• **Dataset records**:
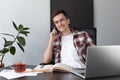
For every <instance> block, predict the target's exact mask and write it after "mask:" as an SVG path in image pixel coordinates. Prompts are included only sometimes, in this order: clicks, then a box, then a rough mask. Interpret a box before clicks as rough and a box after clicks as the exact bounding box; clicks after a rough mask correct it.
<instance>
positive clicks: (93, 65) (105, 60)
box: [72, 45, 120, 78]
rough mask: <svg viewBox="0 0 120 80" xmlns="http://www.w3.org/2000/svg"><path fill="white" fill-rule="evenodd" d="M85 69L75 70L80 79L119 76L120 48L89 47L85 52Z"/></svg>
mask: <svg viewBox="0 0 120 80" xmlns="http://www.w3.org/2000/svg"><path fill="white" fill-rule="evenodd" d="M87 52H88V54H87V62H86V69H81V70H78V69H75V70H73V71H72V73H73V74H76V75H77V76H79V77H81V78H99V77H110V76H118V75H120V46H119V45H108V46H91V47H89V48H88V50H87Z"/></svg>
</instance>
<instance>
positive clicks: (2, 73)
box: [0, 69, 40, 79]
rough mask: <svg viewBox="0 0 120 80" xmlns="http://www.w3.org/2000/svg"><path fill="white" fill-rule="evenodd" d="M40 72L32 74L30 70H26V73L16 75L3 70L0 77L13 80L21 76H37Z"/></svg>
mask: <svg viewBox="0 0 120 80" xmlns="http://www.w3.org/2000/svg"><path fill="white" fill-rule="evenodd" d="M38 73H40V72H32V69H26V72H23V73H16V72H15V71H14V70H8V69H4V70H2V71H1V72H0V76H2V77H5V78H7V79H14V78H19V77H23V76H37V74H38Z"/></svg>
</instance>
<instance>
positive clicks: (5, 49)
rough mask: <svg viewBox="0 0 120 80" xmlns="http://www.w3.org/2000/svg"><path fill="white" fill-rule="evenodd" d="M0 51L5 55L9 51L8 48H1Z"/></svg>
mask: <svg viewBox="0 0 120 80" xmlns="http://www.w3.org/2000/svg"><path fill="white" fill-rule="evenodd" d="M1 51H2V53H3V54H5V53H7V52H8V51H9V49H8V48H3V49H2V50H1Z"/></svg>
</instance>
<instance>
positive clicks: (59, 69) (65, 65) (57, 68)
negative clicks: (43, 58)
mask: <svg viewBox="0 0 120 80" xmlns="http://www.w3.org/2000/svg"><path fill="white" fill-rule="evenodd" d="M52 69H53V71H65V72H71V71H72V67H71V66H69V65H66V64H62V63H56V64H55V65H54V66H53V68H52Z"/></svg>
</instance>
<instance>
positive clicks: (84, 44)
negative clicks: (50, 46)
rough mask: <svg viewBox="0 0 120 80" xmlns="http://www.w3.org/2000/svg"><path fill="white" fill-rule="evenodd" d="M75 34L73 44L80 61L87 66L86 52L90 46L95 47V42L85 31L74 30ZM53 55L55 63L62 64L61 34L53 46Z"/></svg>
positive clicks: (54, 41)
mask: <svg viewBox="0 0 120 80" xmlns="http://www.w3.org/2000/svg"><path fill="white" fill-rule="evenodd" d="M72 33H73V43H74V46H75V49H76V51H77V54H78V56H79V57H80V60H81V61H82V62H83V63H84V64H85V62H86V54H87V52H86V50H87V48H88V47H89V46H92V45H94V43H93V40H92V39H91V37H90V36H89V35H88V33H87V32H85V31H77V30H72ZM52 51H53V55H54V59H55V60H54V61H55V63H59V62H61V56H60V53H61V34H60V35H59V37H58V38H57V39H55V41H54V44H53V50H52Z"/></svg>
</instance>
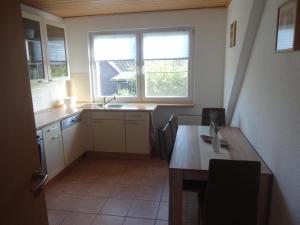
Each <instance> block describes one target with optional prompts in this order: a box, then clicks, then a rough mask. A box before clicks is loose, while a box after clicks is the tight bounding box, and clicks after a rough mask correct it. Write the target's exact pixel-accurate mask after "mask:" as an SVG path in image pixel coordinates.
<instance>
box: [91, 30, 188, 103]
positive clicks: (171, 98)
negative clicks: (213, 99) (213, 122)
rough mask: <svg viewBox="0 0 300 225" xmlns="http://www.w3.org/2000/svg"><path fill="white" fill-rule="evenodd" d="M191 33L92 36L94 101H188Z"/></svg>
mask: <svg viewBox="0 0 300 225" xmlns="http://www.w3.org/2000/svg"><path fill="white" fill-rule="evenodd" d="M190 40H191V29H180V30H170V29H166V30H150V31H149V30H140V31H135V32H132V33H130V32H128V33H116V34H106V33H92V34H91V59H92V61H91V62H92V65H93V70H92V71H93V76H92V77H93V94H94V100H97V99H99V98H101V97H103V96H112V95H116V96H117V97H120V98H119V99H121V100H122V99H126V101H128V100H130V99H131V100H133V101H138V100H141V101H158V102H159V101H185V100H191V85H190V83H191V75H190V62H191V58H190V55H191V54H190V45H191V43H190V42H191V41H190Z"/></svg>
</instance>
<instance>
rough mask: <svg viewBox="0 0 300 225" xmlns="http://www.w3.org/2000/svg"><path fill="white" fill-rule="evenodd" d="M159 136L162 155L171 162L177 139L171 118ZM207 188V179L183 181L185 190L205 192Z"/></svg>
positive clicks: (163, 157) (187, 180) (168, 160)
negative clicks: (170, 122)
mask: <svg viewBox="0 0 300 225" xmlns="http://www.w3.org/2000/svg"><path fill="white" fill-rule="evenodd" d="M170 119H171V117H170ZM177 127H178V126H177ZM176 132H177V129H176ZM159 136H160V138H159V139H160V149H161V157H162V158H163V159H165V160H167V161H168V162H169V163H170V161H171V157H172V152H173V147H174V143H175V139H173V137H172V129H171V123H170V120H169V121H168V123H167V124H166V125H165V126H164V127H163V128H162V129H160V130H159ZM175 137H176V133H175ZM205 188H206V181H197V180H184V181H183V190H185V191H191V192H198V193H203V194H204V190H205Z"/></svg>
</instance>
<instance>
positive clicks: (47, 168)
mask: <svg viewBox="0 0 300 225" xmlns="http://www.w3.org/2000/svg"><path fill="white" fill-rule="evenodd" d="M44 147H45V155H46V164H47V171H48V175H49V178H50V179H51V178H53V177H54V176H55V175H56V174H58V173H59V172H60V171H61V170H63V168H64V156H63V148H62V138H61V134H55V135H49V136H47V137H45V138H44Z"/></svg>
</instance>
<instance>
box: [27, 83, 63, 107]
mask: <svg viewBox="0 0 300 225" xmlns="http://www.w3.org/2000/svg"><path fill="white" fill-rule="evenodd" d="M31 94H32V103H33V110H34V112H36V111H40V110H43V109H47V108H50V107H52V106H54V105H59V104H62V103H63V98H64V97H66V81H64V80H58V81H52V82H49V83H44V84H39V85H33V86H32V87H31Z"/></svg>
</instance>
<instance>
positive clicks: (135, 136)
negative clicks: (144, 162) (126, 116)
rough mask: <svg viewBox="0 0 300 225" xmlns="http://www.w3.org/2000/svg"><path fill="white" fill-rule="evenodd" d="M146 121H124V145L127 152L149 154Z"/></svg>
mask: <svg viewBox="0 0 300 225" xmlns="http://www.w3.org/2000/svg"><path fill="white" fill-rule="evenodd" d="M149 138H150V137H149V123H148V121H126V147H127V152H128V153H139V154H149V153H150V140H149Z"/></svg>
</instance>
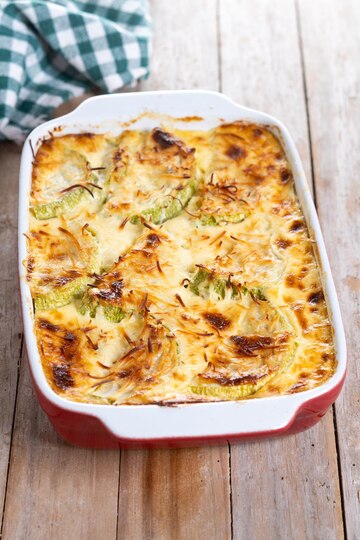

• **Exercise directions**: Restate word for word the entries above from the line with "box: [72, 45, 120, 78]" through the line with "positive clicks: (5, 49)", inclusive, leaving out everything else.

• **Reply**:
box: [72, 45, 120, 78]
rough mask: <svg viewBox="0 0 120 80" xmlns="http://www.w3.org/2000/svg"><path fill="white" fill-rule="evenodd" d="M85 69L75 70L80 79L119 76L120 48L89 47L85 52Z"/></svg>
mask: <svg viewBox="0 0 120 80" xmlns="http://www.w3.org/2000/svg"><path fill="white" fill-rule="evenodd" d="M87 52H88V54H87V62H86V69H81V70H78V69H75V70H73V71H72V73H73V74H76V75H77V76H79V77H81V78H99V77H110V76H118V75H120V46H119V45H108V46H91V47H89V48H88V50H87Z"/></svg>
</instance>
<instance>
positive clicks: (2, 73)
box: [0, 69, 40, 79]
rough mask: <svg viewBox="0 0 120 80" xmlns="http://www.w3.org/2000/svg"><path fill="white" fill-rule="evenodd" d="M40 72L32 74L30 70H26V73L16 75L3 70L0 77L13 80L21 76H37Z"/></svg>
mask: <svg viewBox="0 0 120 80" xmlns="http://www.w3.org/2000/svg"><path fill="white" fill-rule="evenodd" d="M38 73H40V72H32V69H26V72H23V73H16V72H15V71H14V70H8V69H4V70H2V71H1V72H0V76H2V77H5V78H7V79H14V78H19V77H23V76H37V74H38Z"/></svg>
</instance>
<instance>
positive clicks: (5, 49)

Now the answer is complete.